## What this task involves
All the data should come back exactly as it was given.

───── Supplied material ─────

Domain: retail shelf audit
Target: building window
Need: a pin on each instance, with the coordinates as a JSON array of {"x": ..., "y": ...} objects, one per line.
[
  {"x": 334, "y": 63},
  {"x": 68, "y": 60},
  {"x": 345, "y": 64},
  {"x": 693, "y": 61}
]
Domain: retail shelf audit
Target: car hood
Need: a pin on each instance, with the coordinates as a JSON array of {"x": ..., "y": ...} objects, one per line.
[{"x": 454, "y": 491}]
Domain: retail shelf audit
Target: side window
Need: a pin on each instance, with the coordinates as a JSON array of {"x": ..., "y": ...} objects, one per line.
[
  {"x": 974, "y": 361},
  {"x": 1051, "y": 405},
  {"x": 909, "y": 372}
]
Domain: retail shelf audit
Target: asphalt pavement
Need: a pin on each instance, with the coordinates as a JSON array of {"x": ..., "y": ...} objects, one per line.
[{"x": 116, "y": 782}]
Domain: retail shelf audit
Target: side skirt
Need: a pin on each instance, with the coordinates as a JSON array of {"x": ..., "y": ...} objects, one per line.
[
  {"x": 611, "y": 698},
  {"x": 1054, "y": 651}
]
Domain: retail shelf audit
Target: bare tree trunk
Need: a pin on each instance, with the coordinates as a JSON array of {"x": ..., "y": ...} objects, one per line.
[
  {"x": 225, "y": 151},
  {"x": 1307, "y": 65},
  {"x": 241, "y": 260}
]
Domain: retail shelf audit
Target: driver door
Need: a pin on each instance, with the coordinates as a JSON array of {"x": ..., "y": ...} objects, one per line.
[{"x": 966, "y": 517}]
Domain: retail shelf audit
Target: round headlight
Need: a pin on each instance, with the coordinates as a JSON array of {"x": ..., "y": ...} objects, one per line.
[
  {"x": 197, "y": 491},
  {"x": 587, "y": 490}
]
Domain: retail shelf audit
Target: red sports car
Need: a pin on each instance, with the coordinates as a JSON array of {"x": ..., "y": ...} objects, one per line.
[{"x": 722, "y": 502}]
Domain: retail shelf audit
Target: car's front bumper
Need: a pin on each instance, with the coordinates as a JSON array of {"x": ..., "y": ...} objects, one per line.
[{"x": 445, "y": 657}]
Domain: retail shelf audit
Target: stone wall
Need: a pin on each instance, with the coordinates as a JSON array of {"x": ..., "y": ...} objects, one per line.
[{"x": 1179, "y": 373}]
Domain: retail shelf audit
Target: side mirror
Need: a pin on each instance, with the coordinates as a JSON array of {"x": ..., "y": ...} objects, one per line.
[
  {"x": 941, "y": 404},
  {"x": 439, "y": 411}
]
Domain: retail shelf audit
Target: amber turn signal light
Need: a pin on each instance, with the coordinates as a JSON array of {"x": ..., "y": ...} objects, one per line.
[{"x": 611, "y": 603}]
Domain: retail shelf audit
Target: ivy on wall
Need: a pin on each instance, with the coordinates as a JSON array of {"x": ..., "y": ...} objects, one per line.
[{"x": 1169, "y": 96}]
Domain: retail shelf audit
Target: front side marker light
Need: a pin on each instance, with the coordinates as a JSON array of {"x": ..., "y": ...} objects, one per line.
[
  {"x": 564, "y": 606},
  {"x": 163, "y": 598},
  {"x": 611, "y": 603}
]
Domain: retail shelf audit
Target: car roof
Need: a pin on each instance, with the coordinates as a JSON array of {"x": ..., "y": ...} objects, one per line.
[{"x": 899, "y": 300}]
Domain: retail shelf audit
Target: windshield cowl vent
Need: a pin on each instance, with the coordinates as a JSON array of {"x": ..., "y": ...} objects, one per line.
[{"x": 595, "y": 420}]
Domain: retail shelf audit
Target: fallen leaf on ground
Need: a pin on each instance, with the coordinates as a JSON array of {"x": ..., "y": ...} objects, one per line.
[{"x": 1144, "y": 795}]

─────

## The result
Domain: retail shelf audit
Target: building window
Need: a pin on each instance, with the coordinates as a JSON array of {"x": ..., "y": ...} objects, one per line.
[
  {"x": 334, "y": 63},
  {"x": 68, "y": 60},
  {"x": 345, "y": 64},
  {"x": 693, "y": 61}
]
Domain: retail shelf audit
Target: car hood
Need: a pin on each instance, with the coordinates as a JSON array of {"x": ..., "y": ...} objects, one per line.
[{"x": 454, "y": 491}]
Domain: retail shelf audit
Target: side window
Need: a pin on each instance, with the coordinates as a JSON array of {"x": ..., "y": ...} objects, one per line.
[
  {"x": 974, "y": 361},
  {"x": 1051, "y": 405},
  {"x": 909, "y": 372}
]
Domain: retail shelf audit
Target: asphalt pavement
Need: a pin on each instance, with the coordinates as a JSON array of {"x": ..., "y": ...} objects, one per line.
[{"x": 116, "y": 782}]
Domain: retail shelf audit
Target: side skirt
Need: a pin on each instance, with the coordinates as a JSON array of {"x": ..., "y": ...} objects, one per line.
[
  {"x": 611, "y": 698},
  {"x": 1054, "y": 651}
]
Domain: retail shelf audit
Target: bare tree trunk
Need: a pin on each instance, with the coordinates as a JSON array of {"x": ..., "y": ...} objects, one per line.
[
  {"x": 225, "y": 151},
  {"x": 1307, "y": 65},
  {"x": 241, "y": 260}
]
Domain: retail shelf audit
Target: driver door
Need: a pin on each instance, with the coordinates as a JSON array of {"x": ..., "y": ...} objects, one per line.
[{"x": 966, "y": 517}]
Domain: retail shelf audit
Target: round headlight
Need: a pin on each instance, with the coordinates as a JSON array of {"x": ..., "y": ...} objects, one per line.
[
  {"x": 197, "y": 491},
  {"x": 587, "y": 490}
]
Domain: retail shelf audit
Target: red sports car
Need: a pin on each instance, with the coordinates as a JSON array of {"x": ..., "y": ...} objects, one per line.
[{"x": 722, "y": 502}]
Domain: retail shelf audit
Target: car's front bumper
Need: a pin on each instance, with the coordinates as a JSON array of {"x": ..., "y": ...} objects, one per line.
[{"x": 445, "y": 657}]
Domain: retail shelf audit
Target: stone wall
Need: a pin on each instance, with the coordinates as a JSON array of {"x": ..., "y": ...} objects, one per line.
[{"x": 1179, "y": 373}]
Domain: retail shelf audit
Target: side mirror
Need: a pin on each instance, with the coordinates as a JSON array of {"x": ..., "y": ...} objects, one per line.
[
  {"x": 941, "y": 404},
  {"x": 439, "y": 411}
]
Domain: retail shelf audit
Target: amber turn signal light
Need: a pin on each instance, with the coordinates as a JSON array of {"x": ..., "y": ...} objects, one per line.
[{"x": 611, "y": 603}]
Domain: retail shelf audit
Target: ivy on wall
Need: a pin on each instance, with the coordinates as a JSON array of {"x": ..., "y": ...} objects, one per line.
[{"x": 1169, "y": 96}]
Domain: retail shelf audit
Target: front side marker light
Need: a pin on each instance, with the coordinates as a JSON array of {"x": ..., "y": ...} objects, one per line.
[
  {"x": 564, "y": 606},
  {"x": 163, "y": 598},
  {"x": 611, "y": 603}
]
Domain: retail shelf audit
Target: car roof
Need: a pin on each instance, with the coordinates as a JSON array of {"x": ..., "y": ...} objects, one per line.
[{"x": 899, "y": 300}]
Domain: retail shelf audit
Target: windshield cowl vent
Need: a pin on each instance, with the coordinates as a JSON array of {"x": ..., "y": ...} objects, one per line.
[{"x": 595, "y": 420}]
Domain: retail shelf audit
Target: fallen leaf on ground
Need: a pin on each instance, with the coordinates as a JSON array of {"x": ..., "y": ...} objects, one per line.
[{"x": 1144, "y": 795}]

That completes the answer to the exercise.